- Exercise instructions:
Can you copy each of the saved entries below word for word, changing nothing?

Saved entries
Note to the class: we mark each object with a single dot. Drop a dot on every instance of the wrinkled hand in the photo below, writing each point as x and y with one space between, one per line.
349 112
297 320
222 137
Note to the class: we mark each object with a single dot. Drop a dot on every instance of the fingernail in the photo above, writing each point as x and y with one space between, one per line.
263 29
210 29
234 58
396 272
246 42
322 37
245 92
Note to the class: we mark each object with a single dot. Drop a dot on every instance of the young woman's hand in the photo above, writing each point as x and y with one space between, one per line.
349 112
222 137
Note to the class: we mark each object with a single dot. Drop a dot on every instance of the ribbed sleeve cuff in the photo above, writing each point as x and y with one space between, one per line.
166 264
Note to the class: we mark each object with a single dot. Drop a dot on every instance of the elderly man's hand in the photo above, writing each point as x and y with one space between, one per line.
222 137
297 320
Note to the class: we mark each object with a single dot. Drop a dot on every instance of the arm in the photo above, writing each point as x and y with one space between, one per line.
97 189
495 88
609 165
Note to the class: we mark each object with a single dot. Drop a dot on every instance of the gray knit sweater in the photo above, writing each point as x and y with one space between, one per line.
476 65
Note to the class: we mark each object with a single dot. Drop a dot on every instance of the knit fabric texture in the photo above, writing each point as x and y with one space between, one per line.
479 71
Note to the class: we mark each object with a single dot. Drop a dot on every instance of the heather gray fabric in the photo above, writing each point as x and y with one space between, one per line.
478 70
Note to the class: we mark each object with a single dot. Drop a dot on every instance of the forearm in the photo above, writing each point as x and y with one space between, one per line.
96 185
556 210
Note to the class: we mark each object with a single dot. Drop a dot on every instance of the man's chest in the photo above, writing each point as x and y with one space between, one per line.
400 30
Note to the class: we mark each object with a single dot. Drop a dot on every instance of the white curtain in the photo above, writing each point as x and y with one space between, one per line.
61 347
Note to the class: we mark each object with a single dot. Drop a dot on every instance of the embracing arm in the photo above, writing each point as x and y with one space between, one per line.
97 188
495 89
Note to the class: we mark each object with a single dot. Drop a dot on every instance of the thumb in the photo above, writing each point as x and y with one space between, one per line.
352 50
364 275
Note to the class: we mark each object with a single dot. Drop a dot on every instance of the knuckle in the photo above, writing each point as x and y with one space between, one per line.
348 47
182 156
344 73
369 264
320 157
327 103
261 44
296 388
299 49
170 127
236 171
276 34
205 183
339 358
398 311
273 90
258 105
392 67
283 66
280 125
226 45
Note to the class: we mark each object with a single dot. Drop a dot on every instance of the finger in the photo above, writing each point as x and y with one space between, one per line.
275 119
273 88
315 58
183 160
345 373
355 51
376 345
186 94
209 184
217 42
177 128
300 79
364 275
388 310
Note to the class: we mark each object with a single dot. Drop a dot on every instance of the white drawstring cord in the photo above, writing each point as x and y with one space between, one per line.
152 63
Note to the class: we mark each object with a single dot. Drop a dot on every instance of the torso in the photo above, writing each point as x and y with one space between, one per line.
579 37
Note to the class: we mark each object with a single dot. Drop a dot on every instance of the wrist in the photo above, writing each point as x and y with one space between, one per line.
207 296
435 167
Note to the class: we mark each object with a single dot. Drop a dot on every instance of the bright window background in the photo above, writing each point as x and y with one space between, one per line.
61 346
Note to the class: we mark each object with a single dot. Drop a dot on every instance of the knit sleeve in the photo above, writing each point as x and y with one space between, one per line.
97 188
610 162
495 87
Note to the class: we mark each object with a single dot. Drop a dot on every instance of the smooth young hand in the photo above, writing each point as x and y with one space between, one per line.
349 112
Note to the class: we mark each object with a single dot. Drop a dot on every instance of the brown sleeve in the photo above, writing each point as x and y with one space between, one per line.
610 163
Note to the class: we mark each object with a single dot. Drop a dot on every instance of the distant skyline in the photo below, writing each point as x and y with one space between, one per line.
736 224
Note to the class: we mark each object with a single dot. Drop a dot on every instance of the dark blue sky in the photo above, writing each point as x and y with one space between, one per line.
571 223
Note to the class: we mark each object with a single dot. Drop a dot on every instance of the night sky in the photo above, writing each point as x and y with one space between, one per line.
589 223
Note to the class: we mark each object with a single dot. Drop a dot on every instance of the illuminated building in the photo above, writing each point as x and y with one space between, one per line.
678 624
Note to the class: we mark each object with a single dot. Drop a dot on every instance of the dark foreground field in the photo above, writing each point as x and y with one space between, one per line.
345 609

- Exercise result:
Note to the class: we mark each object with a single dot. Drop a dot on every instance of the wrinkled hand in the photo below, writing each point as x and y with one space between, one per line.
349 112
297 320
222 137
Note to the class: we mark each object with a single dot. Drop a dot on every instance of the fingernail in the photo above, writing each point as x and y with one space between, one per line.
263 29
210 29
234 58
396 272
246 42
322 37
245 92
Note to the class: we mark each object with a single dot. Drop a dot on every instance of the young woman's hand in the photo above, writing each point as x and y with one space between, one per line.
349 112
222 137
Note to the class: we mark each object with a single dot. Drop a dot on every instance of the ribbed sleeve cuff in the photo above, writing each point as x and y with one space between, one per line.
166 264
Note to the class: we mark each object with a single dot. Drop a dot on every instance of the elderly man's hand in the photo above, writing each point as x and y with one space between, one per line.
222 137
297 320
Note to the class: we mark each object with a single dot. Drop a dot on every instance of the arm in the photo above, writing each point as x and y with one space between, one per line.
97 189
495 88
609 165
Note to the class: we mark each object with a single dot. Drop a dot on every instance of the gray knit sweater in the photo above, writing each point as x and y with one space between, one per line.
476 65
Note to the class: we mark each object with a single dot. Drop a dot on every instance of the knit fabric texture in the photo above, writing each point as x and y with one space between, one per line.
479 71
Note to the class: we mark each object with a single dot. Drop a dot on every instance of the heather gray fabric in the photo above, writing each point as x and y with one space between, one per line.
478 70
Note to the class: we mark each object with a single dot. Drop a dot on every instance of the forearm in the photo above, writing each point as x and y with one space between, one per line.
96 185
556 210
Note to the class: we mark each object with a single dot. Drop a dot on every instance of the man's chest in the photo above, writing each point as x and y with one space between, one per line.
400 30
Note to the class: we mark each object with a single dot. Drop a dot on every instance of the white curtain in the photo above, writing each point as x and y with one space between, one per line.
61 347
Note to the class: we mark each object with a single dot. Drop a dot on every instance of the embracing arm in the photo above, writing each point as x and y with one space between, one per line.
97 188
495 89
Note to the class: we mark each object with a single dot. Drop a dot on every instance of the thumb in the photo above, writing each point as x and y with one space between, one per line.
352 50
364 275
Note to the class: we mark each object with a single dot. Drop a dot on every instance of the knuckle in the photo above, writing each point as x and y with one space between, one per line.
348 47
182 156
344 73
369 264
320 157
327 103
261 44
296 388
299 49
170 127
236 171
276 34
205 183
339 358
398 311
273 90
258 105
392 67
283 66
280 125
226 45
Note to the class: we mark each object with a single dot. Drop a dot on every instance of the finger in the photo above, writing each point as x and y with one space between, one per line.
275 119
273 88
315 58
183 160
345 373
355 51
376 345
186 94
209 184
217 42
177 128
300 79
364 275
388 310
Note to the class: we mark each object with a single dot. Drop a dot on every instance of the white drawstring cord in the photo above, writing each point as x and y with one space between, one per line.
152 63
Note to the class: we mark each object with a single dot. Drop a dot on every instance of the torso in the photo above, writing each point as x and y with one space between, one per line.
579 37
Note to the class: we mark each object with a single dot. Drop a dot on every instance of the wrist in the photo above, writing each point as x and y with one space between, one per line.
207 296
435 167
Note to the class: we mark each object with a single dot. Drop a dot on every instance of the bright window background in the photo above, writing each point as x and y with one space between, one per line.
61 346
Note to the class: we mark each object with a single dot. Drop a dot on every instance of the knit sleeve in the photo above, writing each point as x and y with one space between, one per line.
97 188
610 162
495 87
Note to the class: we mark each object with a single dot. Drop a dot on every instance of the smooth young hand in the photo above, writing each point as x and y with one space between, one per line.
349 112
Note to the class: we mark each object with a single dot. Drop a dot on every instance of the brown sleeve in the photo above, writing each point as x and y with one space between, one per line.
610 163
Note to the class: we mark each object with a single dot. Drop a dot on every instance of the distant skyline in the photo below, writing each point as x and y with one space between, one per line.
736 224
Note to the class: we mark each object with a single dot. Drop a dot on every instance of the dark blue sky in the photo above, writing each point as x and y with one space between, one per line.
571 223
Note to the class: we mark each object with a single dot. Drop a dot on every instance of the night sky in the photo above, writing each point as x and y with one space between, one per line.
589 223
Note to the class: we mark each object with a single dot. Drop a dot on every instance of the illuminated building in the photo above, writing each point as x and y with one space between, one per line.
678 624
Note to the class: we mark each object with a single dot. Drop a dot on every instance of the dark foreground field in the photo above, writing each point as x and y with one space between, one per line.
345 609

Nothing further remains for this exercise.